Your instructions —
Copy exactly the lines from the "Each instance of the canal" line to the end, both included, and nothing else.

***** Raw data

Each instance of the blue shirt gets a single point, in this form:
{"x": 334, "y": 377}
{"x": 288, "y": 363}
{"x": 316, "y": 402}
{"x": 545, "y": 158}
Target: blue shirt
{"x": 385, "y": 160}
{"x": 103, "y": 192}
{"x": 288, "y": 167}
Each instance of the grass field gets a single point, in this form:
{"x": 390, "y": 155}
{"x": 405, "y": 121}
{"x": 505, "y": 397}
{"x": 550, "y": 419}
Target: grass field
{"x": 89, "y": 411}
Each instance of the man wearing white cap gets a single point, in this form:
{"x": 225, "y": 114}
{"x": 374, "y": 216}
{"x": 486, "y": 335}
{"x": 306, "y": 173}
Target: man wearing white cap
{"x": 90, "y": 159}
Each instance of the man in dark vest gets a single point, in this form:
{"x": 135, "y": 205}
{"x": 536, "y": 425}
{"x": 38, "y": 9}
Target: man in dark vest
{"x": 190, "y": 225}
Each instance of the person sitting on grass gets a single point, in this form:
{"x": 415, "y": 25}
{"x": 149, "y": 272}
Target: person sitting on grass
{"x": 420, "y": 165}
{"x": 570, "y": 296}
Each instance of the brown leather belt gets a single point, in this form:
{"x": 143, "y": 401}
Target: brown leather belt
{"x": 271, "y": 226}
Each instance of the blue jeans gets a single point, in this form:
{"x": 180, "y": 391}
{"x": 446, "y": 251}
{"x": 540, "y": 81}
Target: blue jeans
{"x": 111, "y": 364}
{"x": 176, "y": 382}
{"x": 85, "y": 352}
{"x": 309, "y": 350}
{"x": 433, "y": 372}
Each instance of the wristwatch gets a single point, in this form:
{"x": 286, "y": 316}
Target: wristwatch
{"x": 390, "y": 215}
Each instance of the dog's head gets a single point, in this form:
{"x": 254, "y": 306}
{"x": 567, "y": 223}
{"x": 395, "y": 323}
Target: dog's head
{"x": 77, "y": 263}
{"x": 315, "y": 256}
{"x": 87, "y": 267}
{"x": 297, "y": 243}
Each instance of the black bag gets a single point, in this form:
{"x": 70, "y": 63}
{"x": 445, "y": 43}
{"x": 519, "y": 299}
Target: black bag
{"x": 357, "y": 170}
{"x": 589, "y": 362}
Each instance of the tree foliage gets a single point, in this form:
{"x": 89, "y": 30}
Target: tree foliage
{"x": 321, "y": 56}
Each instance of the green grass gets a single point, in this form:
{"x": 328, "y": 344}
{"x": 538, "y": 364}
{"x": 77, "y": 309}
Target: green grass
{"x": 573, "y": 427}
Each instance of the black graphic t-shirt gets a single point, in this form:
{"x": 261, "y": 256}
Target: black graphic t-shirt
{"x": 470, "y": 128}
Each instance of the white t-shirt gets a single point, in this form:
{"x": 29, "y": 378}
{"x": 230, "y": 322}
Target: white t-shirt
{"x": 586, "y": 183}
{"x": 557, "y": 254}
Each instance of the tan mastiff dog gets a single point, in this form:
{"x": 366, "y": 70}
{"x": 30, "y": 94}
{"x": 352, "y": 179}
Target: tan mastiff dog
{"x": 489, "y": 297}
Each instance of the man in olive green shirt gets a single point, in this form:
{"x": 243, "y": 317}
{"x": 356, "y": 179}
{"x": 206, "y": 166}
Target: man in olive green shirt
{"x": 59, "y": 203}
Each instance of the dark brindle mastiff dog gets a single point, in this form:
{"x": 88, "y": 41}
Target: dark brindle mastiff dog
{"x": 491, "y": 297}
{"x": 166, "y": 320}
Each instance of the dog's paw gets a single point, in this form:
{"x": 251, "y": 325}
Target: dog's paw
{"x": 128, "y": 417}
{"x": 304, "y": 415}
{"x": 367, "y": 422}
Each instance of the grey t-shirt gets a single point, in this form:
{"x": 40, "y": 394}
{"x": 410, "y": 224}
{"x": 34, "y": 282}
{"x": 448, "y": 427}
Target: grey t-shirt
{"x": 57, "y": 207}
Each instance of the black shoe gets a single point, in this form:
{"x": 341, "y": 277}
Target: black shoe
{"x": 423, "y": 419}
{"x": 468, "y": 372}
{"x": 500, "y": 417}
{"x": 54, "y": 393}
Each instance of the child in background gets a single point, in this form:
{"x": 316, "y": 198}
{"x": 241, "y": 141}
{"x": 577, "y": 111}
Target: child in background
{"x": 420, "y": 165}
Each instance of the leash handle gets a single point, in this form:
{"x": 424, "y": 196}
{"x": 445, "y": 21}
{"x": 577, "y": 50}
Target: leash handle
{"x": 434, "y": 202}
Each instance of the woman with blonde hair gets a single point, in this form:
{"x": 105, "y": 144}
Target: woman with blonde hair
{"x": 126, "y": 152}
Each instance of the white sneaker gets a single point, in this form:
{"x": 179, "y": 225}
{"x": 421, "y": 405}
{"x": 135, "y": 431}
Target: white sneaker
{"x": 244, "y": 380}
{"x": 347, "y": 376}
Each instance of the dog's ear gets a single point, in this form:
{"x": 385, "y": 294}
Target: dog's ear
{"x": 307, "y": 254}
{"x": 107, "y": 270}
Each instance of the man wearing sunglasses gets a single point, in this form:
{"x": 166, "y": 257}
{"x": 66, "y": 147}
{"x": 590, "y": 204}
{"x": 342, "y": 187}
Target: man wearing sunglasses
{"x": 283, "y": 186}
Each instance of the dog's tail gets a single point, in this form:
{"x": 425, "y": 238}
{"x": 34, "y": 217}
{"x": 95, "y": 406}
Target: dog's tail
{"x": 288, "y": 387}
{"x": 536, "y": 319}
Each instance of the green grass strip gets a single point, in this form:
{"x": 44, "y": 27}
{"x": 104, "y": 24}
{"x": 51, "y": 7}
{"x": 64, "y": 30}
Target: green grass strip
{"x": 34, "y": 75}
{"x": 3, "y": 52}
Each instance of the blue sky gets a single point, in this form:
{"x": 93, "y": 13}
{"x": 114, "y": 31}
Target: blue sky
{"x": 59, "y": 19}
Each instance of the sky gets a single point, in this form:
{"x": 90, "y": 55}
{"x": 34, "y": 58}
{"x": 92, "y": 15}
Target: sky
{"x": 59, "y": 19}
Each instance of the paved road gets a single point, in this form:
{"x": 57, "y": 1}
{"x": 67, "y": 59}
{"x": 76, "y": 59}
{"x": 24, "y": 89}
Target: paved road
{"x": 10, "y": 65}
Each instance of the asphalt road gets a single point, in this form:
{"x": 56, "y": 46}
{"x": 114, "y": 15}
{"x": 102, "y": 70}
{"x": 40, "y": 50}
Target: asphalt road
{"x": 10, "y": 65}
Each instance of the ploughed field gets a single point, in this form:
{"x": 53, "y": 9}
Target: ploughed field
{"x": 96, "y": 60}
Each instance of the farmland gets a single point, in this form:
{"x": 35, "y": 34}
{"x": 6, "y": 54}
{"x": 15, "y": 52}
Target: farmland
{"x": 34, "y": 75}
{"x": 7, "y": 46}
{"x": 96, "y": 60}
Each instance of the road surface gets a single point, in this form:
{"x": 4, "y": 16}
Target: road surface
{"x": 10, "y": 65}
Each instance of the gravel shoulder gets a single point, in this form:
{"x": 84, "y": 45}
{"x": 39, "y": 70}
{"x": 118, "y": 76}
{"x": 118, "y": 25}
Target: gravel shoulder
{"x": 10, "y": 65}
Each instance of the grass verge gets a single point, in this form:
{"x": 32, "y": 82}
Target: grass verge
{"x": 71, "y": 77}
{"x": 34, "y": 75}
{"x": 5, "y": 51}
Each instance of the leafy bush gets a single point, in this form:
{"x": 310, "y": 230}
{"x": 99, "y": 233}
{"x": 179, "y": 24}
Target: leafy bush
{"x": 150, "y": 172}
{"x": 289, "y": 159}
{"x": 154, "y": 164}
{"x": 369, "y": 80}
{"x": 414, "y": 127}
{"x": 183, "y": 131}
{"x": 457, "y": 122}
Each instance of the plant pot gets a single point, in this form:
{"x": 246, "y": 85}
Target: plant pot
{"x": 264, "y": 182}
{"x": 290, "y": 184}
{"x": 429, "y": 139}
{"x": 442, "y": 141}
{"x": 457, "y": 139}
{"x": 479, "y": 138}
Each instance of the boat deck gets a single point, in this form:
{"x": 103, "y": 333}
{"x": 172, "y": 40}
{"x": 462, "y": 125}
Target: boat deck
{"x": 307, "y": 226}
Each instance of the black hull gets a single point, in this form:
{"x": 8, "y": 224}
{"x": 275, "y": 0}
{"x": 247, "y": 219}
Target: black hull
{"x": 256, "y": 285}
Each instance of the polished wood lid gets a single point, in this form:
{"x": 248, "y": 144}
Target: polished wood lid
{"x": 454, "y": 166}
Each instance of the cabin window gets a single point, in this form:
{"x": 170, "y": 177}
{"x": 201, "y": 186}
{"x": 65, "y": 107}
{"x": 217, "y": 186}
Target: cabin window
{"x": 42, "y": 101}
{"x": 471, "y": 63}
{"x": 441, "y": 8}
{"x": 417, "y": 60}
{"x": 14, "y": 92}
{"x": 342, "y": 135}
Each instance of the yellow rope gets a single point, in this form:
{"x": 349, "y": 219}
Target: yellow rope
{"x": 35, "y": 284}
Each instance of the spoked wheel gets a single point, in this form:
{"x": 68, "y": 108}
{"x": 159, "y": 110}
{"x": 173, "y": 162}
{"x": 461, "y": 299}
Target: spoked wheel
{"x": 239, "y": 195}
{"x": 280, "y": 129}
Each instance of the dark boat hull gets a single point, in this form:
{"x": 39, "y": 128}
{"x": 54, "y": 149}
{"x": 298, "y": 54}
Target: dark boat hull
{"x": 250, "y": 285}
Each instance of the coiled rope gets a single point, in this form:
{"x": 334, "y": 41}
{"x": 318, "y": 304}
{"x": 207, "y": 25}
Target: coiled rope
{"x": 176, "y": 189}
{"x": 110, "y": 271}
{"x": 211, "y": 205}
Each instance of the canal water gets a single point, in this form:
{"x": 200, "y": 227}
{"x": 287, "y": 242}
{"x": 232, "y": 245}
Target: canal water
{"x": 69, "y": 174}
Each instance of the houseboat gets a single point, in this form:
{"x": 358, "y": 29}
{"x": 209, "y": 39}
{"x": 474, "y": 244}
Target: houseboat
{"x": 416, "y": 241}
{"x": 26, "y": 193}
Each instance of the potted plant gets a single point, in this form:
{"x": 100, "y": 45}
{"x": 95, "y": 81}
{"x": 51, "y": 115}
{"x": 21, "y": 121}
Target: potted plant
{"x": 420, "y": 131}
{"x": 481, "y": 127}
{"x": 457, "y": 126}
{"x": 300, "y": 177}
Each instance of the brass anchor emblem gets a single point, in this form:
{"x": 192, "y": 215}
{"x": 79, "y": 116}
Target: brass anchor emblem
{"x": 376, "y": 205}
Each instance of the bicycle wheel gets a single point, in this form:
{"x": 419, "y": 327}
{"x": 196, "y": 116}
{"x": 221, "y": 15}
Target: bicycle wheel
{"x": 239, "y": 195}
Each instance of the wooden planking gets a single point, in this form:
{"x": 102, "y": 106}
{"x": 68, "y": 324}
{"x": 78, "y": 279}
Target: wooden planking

**********

Solved exercise —
Each instance of the canal water gets a single point, in this form:
{"x": 200, "y": 227}
{"x": 287, "y": 242}
{"x": 232, "y": 245}
Target: canal water
{"x": 69, "y": 174}
Each instance of the houseboat gets a single point, in this form:
{"x": 358, "y": 29}
{"x": 209, "y": 39}
{"x": 474, "y": 244}
Target: houseboat
{"x": 416, "y": 241}
{"x": 26, "y": 193}
Each instance of the potted plant gets a single point, in this form:
{"x": 100, "y": 45}
{"x": 95, "y": 81}
{"x": 51, "y": 115}
{"x": 21, "y": 121}
Target: potted plant
{"x": 420, "y": 131}
{"x": 481, "y": 127}
{"x": 457, "y": 126}
{"x": 300, "y": 177}
Each instance of the brass anchor emblem gets a single point, in this form:
{"x": 192, "y": 215}
{"x": 79, "y": 116}
Target: brass anchor emblem
{"x": 376, "y": 205}
Each instance of the bicycle wheel gets a single point, in this form:
{"x": 419, "y": 327}
{"x": 196, "y": 116}
{"x": 221, "y": 15}
Target: bicycle wheel
{"x": 239, "y": 195}
Each instance of the wooden planking gets a single point, in this form:
{"x": 102, "y": 106}
{"x": 68, "y": 324}
{"x": 78, "y": 279}
Target: wooden planking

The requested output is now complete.